Repeat the material below exactly, line for line.
::: RECORDS FOR PROCESSING
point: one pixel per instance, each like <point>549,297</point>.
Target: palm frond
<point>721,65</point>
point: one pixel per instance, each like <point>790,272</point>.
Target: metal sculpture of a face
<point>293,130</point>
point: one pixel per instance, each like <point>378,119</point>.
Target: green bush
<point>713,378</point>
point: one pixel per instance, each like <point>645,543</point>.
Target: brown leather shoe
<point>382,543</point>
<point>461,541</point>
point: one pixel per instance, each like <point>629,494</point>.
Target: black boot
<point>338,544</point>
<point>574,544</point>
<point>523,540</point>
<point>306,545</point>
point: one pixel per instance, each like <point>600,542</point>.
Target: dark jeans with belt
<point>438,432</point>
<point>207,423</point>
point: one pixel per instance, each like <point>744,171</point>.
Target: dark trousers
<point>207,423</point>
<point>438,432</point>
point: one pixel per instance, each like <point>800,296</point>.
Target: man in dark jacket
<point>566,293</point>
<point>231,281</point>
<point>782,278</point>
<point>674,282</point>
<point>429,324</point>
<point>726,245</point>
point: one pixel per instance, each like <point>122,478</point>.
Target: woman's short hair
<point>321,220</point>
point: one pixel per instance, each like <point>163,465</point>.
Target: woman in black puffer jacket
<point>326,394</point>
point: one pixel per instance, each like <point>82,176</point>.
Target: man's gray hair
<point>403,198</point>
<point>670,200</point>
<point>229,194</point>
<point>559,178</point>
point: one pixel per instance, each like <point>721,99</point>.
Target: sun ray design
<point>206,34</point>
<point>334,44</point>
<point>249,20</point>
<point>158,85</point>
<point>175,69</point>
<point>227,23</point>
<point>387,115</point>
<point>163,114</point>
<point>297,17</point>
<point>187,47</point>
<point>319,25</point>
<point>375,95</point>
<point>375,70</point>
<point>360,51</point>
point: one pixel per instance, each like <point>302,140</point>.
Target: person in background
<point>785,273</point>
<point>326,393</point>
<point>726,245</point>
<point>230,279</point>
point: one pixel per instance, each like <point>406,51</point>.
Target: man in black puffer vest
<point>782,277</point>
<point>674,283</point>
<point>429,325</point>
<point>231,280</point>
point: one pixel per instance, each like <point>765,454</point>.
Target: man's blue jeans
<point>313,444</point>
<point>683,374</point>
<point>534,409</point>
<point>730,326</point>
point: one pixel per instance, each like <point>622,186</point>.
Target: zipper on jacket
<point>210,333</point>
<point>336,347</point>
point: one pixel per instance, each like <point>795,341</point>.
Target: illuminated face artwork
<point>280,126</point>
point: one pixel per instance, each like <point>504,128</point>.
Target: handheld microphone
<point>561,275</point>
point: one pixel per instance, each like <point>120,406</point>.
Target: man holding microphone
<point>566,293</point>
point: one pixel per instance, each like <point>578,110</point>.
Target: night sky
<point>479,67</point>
::::::
* TASK RESULT
point: one pixel per instance, each like <point>549,297</point>.
Target: palm frond
<point>721,65</point>
point: one pixel per instance, each like <point>790,272</point>.
Target: metal sculpture of a face
<point>293,130</point>
point: one pixel per instance, each like <point>378,119</point>.
Target: green bush
<point>713,378</point>
point: one pixel per instance, each like <point>645,543</point>.
Target: brown leather shoe
<point>382,543</point>
<point>461,541</point>
point: one pixel per instance, each like <point>629,494</point>.
Target: black boot
<point>338,544</point>
<point>574,544</point>
<point>523,540</point>
<point>306,545</point>
point: one pixel per instance, each like <point>600,542</point>.
Target: dark jeans with belt
<point>438,432</point>
<point>207,423</point>
point: one pixel per instance, each like <point>744,171</point>.
Target: dark trousers
<point>207,423</point>
<point>438,432</point>
point: one pixel per instance, each like <point>800,296</point>.
Target: man in dark jacket
<point>566,293</point>
<point>231,281</point>
<point>782,278</point>
<point>674,282</point>
<point>429,324</point>
<point>726,245</point>
point: one pixel per instance, each like <point>122,478</point>.
Target: woman's short hair
<point>321,220</point>
point: one pixel per instance, each like <point>163,465</point>.
Target: woman in black puffer jacket
<point>326,394</point>
point: one pixel per instance, each like <point>82,176</point>.
Target: man's gray hair
<point>403,198</point>
<point>670,200</point>
<point>229,194</point>
<point>559,178</point>
point: one pixel per instance, each like <point>721,99</point>.
Target: sun ray design
<point>206,34</point>
<point>334,44</point>
<point>249,20</point>
<point>158,85</point>
<point>175,69</point>
<point>227,23</point>
<point>387,115</point>
<point>163,114</point>
<point>297,17</point>
<point>187,47</point>
<point>319,25</point>
<point>375,95</point>
<point>375,70</point>
<point>360,51</point>
point: one pixel per instance, each like <point>302,140</point>.
Target: person in background
<point>785,273</point>
<point>326,393</point>
<point>726,245</point>
<point>230,279</point>
point: one pixel per instance, each like <point>406,51</point>.
Target: man in black puffer vest
<point>782,277</point>
<point>674,283</point>
<point>429,325</point>
<point>231,280</point>
point: one pixel per instance, each like <point>765,454</point>.
Target: man's blue jeans
<point>313,444</point>
<point>683,374</point>
<point>534,409</point>
<point>730,326</point>
point: one pixel per instance, each like <point>622,186</point>.
Target: zipper on jacket
<point>210,333</point>
<point>336,347</point>
point: one pixel per instance, each like <point>795,341</point>.
Target: illuminated face artwork
<point>280,126</point>
point: one pixel per instance, each like <point>504,128</point>.
Target: handheld microphone
<point>561,275</point>
point: one pixel per instance, each like <point>120,406</point>.
Target: man holding microphone
<point>566,293</point>
point: one pixel per instance, each like <point>578,110</point>.
Target: night sky
<point>479,67</point>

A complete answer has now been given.